## Problem details
Lay out the lines of the rows below, from the line with "Localize woman. Express" to the line with "xmin=15 ymin=94 xmax=144 ymax=152", as a Markdown table with columns No. and Entry. Number each line in order and leave out any blank lines.

## Data for the task
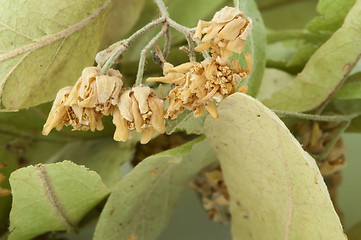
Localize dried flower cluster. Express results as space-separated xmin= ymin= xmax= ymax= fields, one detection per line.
xmin=113 ymin=86 xmax=165 ymax=144
xmin=43 ymin=7 xmax=252 ymax=143
xmin=43 ymin=67 xmax=165 ymax=143
xmin=147 ymin=7 xmax=252 ymax=119
xmin=0 ymin=162 xmax=11 ymax=197
xmin=147 ymin=54 xmax=250 ymax=119
xmin=193 ymin=7 xmax=252 ymax=63
xmin=298 ymin=122 xmax=346 ymax=177
xmin=191 ymin=166 xmax=231 ymax=224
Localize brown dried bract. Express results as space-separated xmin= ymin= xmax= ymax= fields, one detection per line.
xmin=113 ymin=86 xmax=165 ymax=144
xmin=191 ymin=166 xmax=231 ymax=224
xmin=65 ymin=67 xmax=123 ymax=116
xmin=193 ymin=7 xmax=252 ymax=62
xmin=147 ymin=55 xmax=251 ymax=119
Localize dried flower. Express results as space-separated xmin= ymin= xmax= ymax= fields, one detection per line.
xmin=191 ymin=166 xmax=231 ymax=224
xmin=147 ymin=54 xmax=251 ymax=119
xmin=193 ymin=7 xmax=252 ymax=62
xmin=43 ymin=87 xmax=104 ymax=135
xmin=65 ymin=67 xmax=123 ymax=116
xmin=113 ymin=86 xmax=165 ymax=144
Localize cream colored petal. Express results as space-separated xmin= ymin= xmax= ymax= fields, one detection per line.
xmin=193 ymin=20 xmax=211 ymax=40
xmin=212 ymin=6 xmax=243 ymax=23
xmin=193 ymin=104 xmax=206 ymax=117
xmin=71 ymin=105 xmax=84 ymax=122
xmin=108 ymin=68 xmax=123 ymax=79
xmin=194 ymin=42 xmax=211 ymax=52
xmin=149 ymin=97 xmax=165 ymax=133
xmin=239 ymin=17 xmax=253 ymax=39
xmin=131 ymin=96 xmax=144 ymax=132
xmin=172 ymin=62 xmax=199 ymax=73
xmin=113 ymin=107 xmax=130 ymax=142
xmin=202 ymin=23 xmax=223 ymax=42
xmin=133 ymin=86 xmax=151 ymax=114
xmin=110 ymin=79 xmax=123 ymax=105
xmin=204 ymin=61 xmax=217 ymax=79
xmin=147 ymin=73 xmax=185 ymax=84
xmin=163 ymin=62 xmax=174 ymax=76
xmin=118 ymin=90 xmax=133 ymax=122
xmin=243 ymin=52 xmax=253 ymax=74
xmin=64 ymin=78 xmax=81 ymax=106
xmin=95 ymin=113 xmax=104 ymax=131
xmin=96 ymin=75 xmax=117 ymax=104
xmin=198 ymin=86 xmax=219 ymax=103
xmin=226 ymin=38 xmax=246 ymax=53
xmin=206 ymin=101 xmax=219 ymax=119
xmin=218 ymin=18 xmax=246 ymax=40
xmin=140 ymin=127 xmax=154 ymax=144
xmin=237 ymin=85 xmax=248 ymax=94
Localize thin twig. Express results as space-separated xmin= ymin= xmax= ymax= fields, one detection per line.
xmin=233 ymin=0 xmax=239 ymax=9
xmin=313 ymin=121 xmax=351 ymax=161
xmin=96 ymin=18 xmax=165 ymax=75
xmin=163 ymin=24 xmax=171 ymax=60
xmin=273 ymin=110 xmax=361 ymax=122
xmin=135 ymin=25 xmax=167 ymax=86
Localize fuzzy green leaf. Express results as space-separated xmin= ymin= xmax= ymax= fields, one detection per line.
xmin=0 ymin=0 xmax=111 ymax=110
xmin=166 ymin=111 xmax=206 ymax=134
xmin=264 ymin=0 xmax=361 ymax=112
xmin=237 ymin=0 xmax=267 ymax=96
xmin=205 ymin=93 xmax=347 ymax=240
xmin=94 ymin=138 xmax=216 ymax=240
xmin=9 ymin=161 xmax=109 ymax=240
xmin=47 ymin=138 xmax=135 ymax=189
xmin=307 ymin=0 xmax=356 ymax=32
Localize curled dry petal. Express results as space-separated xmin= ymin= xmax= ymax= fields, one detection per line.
xmin=193 ymin=7 xmax=252 ymax=63
xmin=113 ymin=86 xmax=165 ymax=144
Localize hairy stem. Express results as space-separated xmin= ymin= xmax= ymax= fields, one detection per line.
xmin=163 ymin=25 xmax=171 ymax=60
xmin=99 ymin=18 xmax=165 ymax=75
xmin=135 ymin=25 xmax=167 ymax=86
xmin=273 ymin=110 xmax=360 ymax=122
xmin=313 ymin=121 xmax=351 ymax=161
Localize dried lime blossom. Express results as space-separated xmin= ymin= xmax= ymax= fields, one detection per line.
xmin=65 ymin=67 xmax=123 ymax=115
xmin=191 ymin=166 xmax=231 ymax=224
xmin=43 ymin=67 xmax=123 ymax=135
xmin=147 ymin=55 xmax=251 ymax=119
xmin=193 ymin=7 xmax=252 ymax=62
xmin=113 ymin=86 xmax=165 ymax=144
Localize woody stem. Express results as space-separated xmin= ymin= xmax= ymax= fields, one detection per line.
xmin=135 ymin=24 xmax=168 ymax=86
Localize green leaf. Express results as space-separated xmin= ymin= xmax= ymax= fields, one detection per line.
xmin=9 ymin=161 xmax=109 ymax=240
xmin=100 ymin=0 xmax=145 ymax=49
xmin=307 ymin=0 xmax=356 ymax=32
xmin=47 ymin=138 xmax=135 ymax=189
xmin=166 ymin=111 xmax=206 ymax=135
xmin=205 ymin=93 xmax=347 ymax=240
xmin=0 ymin=0 xmax=111 ymax=110
xmin=347 ymin=223 xmax=361 ymax=240
xmin=94 ymin=138 xmax=216 ymax=240
xmin=0 ymin=146 xmax=17 ymax=229
xmin=335 ymin=73 xmax=361 ymax=99
xmin=257 ymin=68 xmax=295 ymax=101
xmin=256 ymin=0 xmax=317 ymax=30
xmin=237 ymin=0 xmax=267 ymax=96
xmin=264 ymin=0 xmax=361 ymax=112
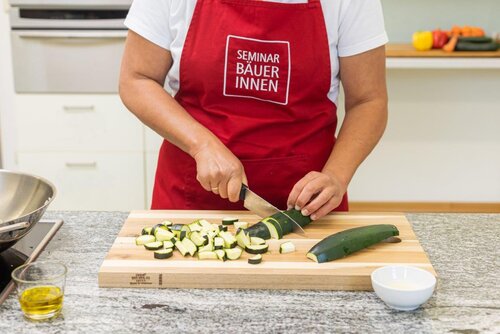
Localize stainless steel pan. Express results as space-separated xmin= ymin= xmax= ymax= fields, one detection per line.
xmin=0 ymin=169 xmax=56 ymax=252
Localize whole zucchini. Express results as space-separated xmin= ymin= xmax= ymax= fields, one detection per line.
xmin=307 ymin=225 xmax=399 ymax=263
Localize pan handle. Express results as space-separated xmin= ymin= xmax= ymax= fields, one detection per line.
xmin=0 ymin=223 xmax=30 ymax=233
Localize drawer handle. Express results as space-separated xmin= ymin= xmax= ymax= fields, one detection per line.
xmin=63 ymin=105 xmax=95 ymax=114
xmin=66 ymin=161 xmax=97 ymax=168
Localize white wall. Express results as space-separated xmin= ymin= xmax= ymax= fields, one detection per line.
xmin=0 ymin=0 xmax=16 ymax=169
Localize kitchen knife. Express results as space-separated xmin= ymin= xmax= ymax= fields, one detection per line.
xmin=240 ymin=184 xmax=306 ymax=235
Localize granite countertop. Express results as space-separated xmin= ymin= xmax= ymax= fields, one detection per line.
xmin=0 ymin=211 xmax=500 ymax=334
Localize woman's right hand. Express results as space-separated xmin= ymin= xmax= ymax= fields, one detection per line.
xmin=193 ymin=141 xmax=247 ymax=202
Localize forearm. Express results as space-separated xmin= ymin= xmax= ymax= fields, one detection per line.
xmin=323 ymin=96 xmax=387 ymax=188
xmin=120 ymin=75 xmax=217 ymax=156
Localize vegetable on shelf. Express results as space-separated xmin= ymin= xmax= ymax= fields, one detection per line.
xmin=412 ymin=31 xmax=434 ymax=51
xmin=307 ymin=225 xmax=399 ymax=263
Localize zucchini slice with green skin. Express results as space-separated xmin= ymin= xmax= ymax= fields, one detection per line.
xmin=248 ymin=254 xmax=262 ymax=264
xmin=141 ymin=226 xmax=153 ymax=235
xmin=307 ymin=224 xmax=399 ymax=263
xmin=262 ymin=221 xmax=283 ymax=240
xmin=180 ymin=238 xmax=198 ymax=256
xmin=247 ymin=222 xmax=271 ymax=240
xmin=198 ymin=252 xmax=219 ymax=260
xmin=214 ymin=249 xmax=227 ymax=262
xmin=154 ymin=248 xmax=174 ymax=260
xmin=222 ymin=217 xmax=238 ymax=225
xmin=250 ymin=237 xmax=266 ymax=245
xmin=135 ymin=234 xmax=156 ymax=246
xmin=236 ymin=229 xmax=250 ymax=249
xmin=155 ymin=228 xmax=175 ymax=241
xmin=163 ymin=241 xmax=174 ymax=249
xmin=280 ymin=241 xmax=295 ymax=254
xmin=234 ymin=222 xmax=248 ymax=231
xmin=245 ymin=245 xmax=269 ymax=254
xmin=224 ymin=247 xmax=243 ymax=260
xmin=144 ymin=241 xmax=163 ymax=250
xmin=214 ymin=237 xmax=224 ymax=250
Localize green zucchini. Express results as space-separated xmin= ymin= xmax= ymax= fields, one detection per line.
xmin=144 ymin=241 xmax=163 ymax=250
xmin=280 ymin=241 xmax=295 ymax=254
xmin=455 ymin=41 xmax=498 ymax=51
xmin=154 ymin=248 xmax=174 ymax=260
xmin=307 ymin=225 xmax=399 ymax=263
xmin=246 ymin=222 xmax=271 ymax=240
xmin=245 ymin=245 xmax=269 ymax=254
xmin=135 ymin=234 xmax=156 ymax=246
xmin=248 ymin=254 xmax=262 ymax=264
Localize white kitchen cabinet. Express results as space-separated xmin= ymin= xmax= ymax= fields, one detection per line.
xmin=18 ymin=152 xmax=145 ymax=211
xmin=15 ymin=94 xmax=143 ymax=151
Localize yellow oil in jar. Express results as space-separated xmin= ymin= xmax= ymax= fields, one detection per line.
xmin=19 ymin=285 xmax=63 ymax=319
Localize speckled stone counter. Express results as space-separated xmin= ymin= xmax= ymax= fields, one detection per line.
xmin=0 ymin=212 xmax=500 ymax=334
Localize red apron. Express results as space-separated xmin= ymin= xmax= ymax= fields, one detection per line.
xmin=152 ymin=0 xmax=348 ymax=211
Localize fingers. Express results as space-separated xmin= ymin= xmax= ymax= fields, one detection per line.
xmin=287 ymin=172 xmax=319 ymax=209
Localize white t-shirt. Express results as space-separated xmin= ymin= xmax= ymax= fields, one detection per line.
xmin=125 ymin=0 xmax=388 ymax=103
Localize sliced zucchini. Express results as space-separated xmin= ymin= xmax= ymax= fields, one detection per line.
xmin=250 ymin=237 xmax=266 ymax=245
xmin=163 ymin=241 xmax=174 ymax=249
xmin=198 ymin=252 xmax=219 ymax=260
xmin=144 ymin=241 xmax=163 ymax=250
xmin=161 ymin=219 xmax=174 ymax=227
xmin=262 ymin=221 xmax=283 ymax=240
xmin=248 ymin=254 xmax=262 ymax=264
xmin=155 ymin=228 xmax=175 ymax=241
xmin=236 ymin=229 xmax=250 ymax=249
xmin=307 ymin=224 xmax=399 ymax=263
xmin=280 ymin=241 xmax=295 ymax=254
xmin=214 ymin=249 xmax=227 ymax=262
xmin=135 ymin=234 xmax=156 ymax=246
xmin=234 ymin=222 xmax=248 ymax=231
xmin=245 ymin=245 xmax=269 ymax=254
xmin=247 ymin=222 xmax=271 ymax=240
xmin=190 ymin=231 xmax=208 ymax=247
xmin=141 ymin=226 xmax=153 ymax=235
xmin=222 ymin=217 xmax=238 ymax=225
xmin=154 ymin=248 xmax=174 ymax=260
xmin=181 ymin=238 xmax=198 ymax=256
xmin=214 ymin=237 xmax=224 ymax=249
xmin=175 ymin=239 xmax=189 ymax=256
xmin=219 ymin=232 xmax=238 ymax=248
xmin=224 ymin=247 xmax=243 ymax=260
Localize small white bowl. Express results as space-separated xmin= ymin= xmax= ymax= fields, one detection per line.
xmin=371 ymin=266 xmax=436 ymax=311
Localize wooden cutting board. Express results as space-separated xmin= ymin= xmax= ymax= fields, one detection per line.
xmin=99 ymin=211 xmax=436 ymax=290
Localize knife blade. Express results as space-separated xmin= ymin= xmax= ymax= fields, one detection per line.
xmin=240 ymin=184 xmax=306 ymax=235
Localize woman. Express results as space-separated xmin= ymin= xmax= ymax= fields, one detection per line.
xmin=120 ymin=0 xmax=387 ymax=220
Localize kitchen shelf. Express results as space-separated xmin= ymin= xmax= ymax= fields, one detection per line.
xmin=386 ymin=44 xmax=500 ymax=69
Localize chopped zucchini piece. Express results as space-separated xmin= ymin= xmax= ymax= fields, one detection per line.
xmin=280 ymin=241 xmax=295 ymax=254
xmin=250 ymin=237 xmax=266 ymax=245
xmin=198 ymin=252 xmax=219 ymax=260
xmin=248 ymin=254 xmax=262 ymax=264
xmin=135 ymin=234 xmax=156 ymax=246
xmin=225 ymin=247 xmax=243 ymax=260
xmin=154 ymin=248 xmax=174 ymax=260
xmin=234 ymin=222 xmax=248 ymax=231
xmin=236 ymin=229 xmax=250 ymax=249
xmin=144 ymin=241 xmax=163 ymax=250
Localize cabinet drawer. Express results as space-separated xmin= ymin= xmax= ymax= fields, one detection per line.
xmin=18 ymin=153 xmax=145 ymax=211
xmin=15 ymin=94 xmax=144 ymax=152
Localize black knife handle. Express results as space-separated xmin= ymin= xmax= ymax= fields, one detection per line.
xmin=240 ymin=184 xmax=248 ymax=201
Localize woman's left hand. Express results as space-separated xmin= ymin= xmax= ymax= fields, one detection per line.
xmin=287 ymin=172 xmax=347 ymax=220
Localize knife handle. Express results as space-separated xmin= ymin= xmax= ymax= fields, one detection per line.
xmin=240 ymin=183 xmax=248 ymax=201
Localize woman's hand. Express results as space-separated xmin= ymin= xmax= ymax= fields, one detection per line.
xmin=193 ymin=141 xmax=247 ymax=202
xmin=287 ymin=172 xmax=347 ymax=220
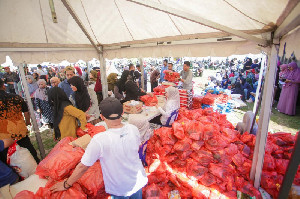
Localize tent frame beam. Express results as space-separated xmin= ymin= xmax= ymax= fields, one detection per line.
xmin=61 ymin=0 xmax=102 ymax=54
xmin=103 ymin=27 xmax=275 ymax=48
xmin=274 ymin=3 xmax=300 ymax=38
xmin=126 ymin=0 xmax=268 ymax=46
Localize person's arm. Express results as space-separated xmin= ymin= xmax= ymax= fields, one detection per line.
xmin=64 ymin=105 xmax=87 ymax=130
xmin=50 ymin=163 xmax=89 ymax=192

## Answer
| No. | Entry |
|---|---|
| 1 | Localize woman. Express results as space-separated xmin= ymin= xmax= ymax= fields, one detection per line. |
| 2 | xmin=120 ymin=0 xmax=387 ymax=220 |
| 3 | Localize kitchen shelf. Express results as space-separated xmin= ymin= xmax= ymax= fields, one detection per line. |
| 4 | xmin=386 ymin=44 xmax=500 ymax=69 |
| 5 | Localize chopped zucchini piece. Express results as space-separated xmin= ymin= xmax= ymax= fields, one detection per line. |
| 6 | xmin=280 ymin=241 xmax=295 ymax=254 |
| 7 | xmin=250 ymin=237 xmax=266 ymax=245 |
| 8 | xmin=198 ymin=252 xmax=219 ymax=260 |
| 9 | xmin=248 ymin=254 xmax=262 ymax=264 |
| 10 | xmin=135 ymin=234 xmax=156 ymax=246 |
| 11 | xmin=225 ymin=247 xmax=243 ymax=260 |
| 12 | xmin=154 ymin=248 xmax=174 ymax=260 |
| 13 | xmin=234 ymin=222 xmax=248 ymax=231 |
| 14 | xmin=236 ymin=229 xmax=250 ymax=249 |
| 15 | xmin=144 ymin=241 xmax=163 ymax=250 |
| 16 | Localize cabinet drawer. Express results as space-separated xmin= ymin= xmax= ymax= fields, one detection per line. |
| 17 | xmin=18 ymin=153 xmax=145 ymax=211 |
| 18 | xmin=15 ymin=94 xmax=144 ymax=152 |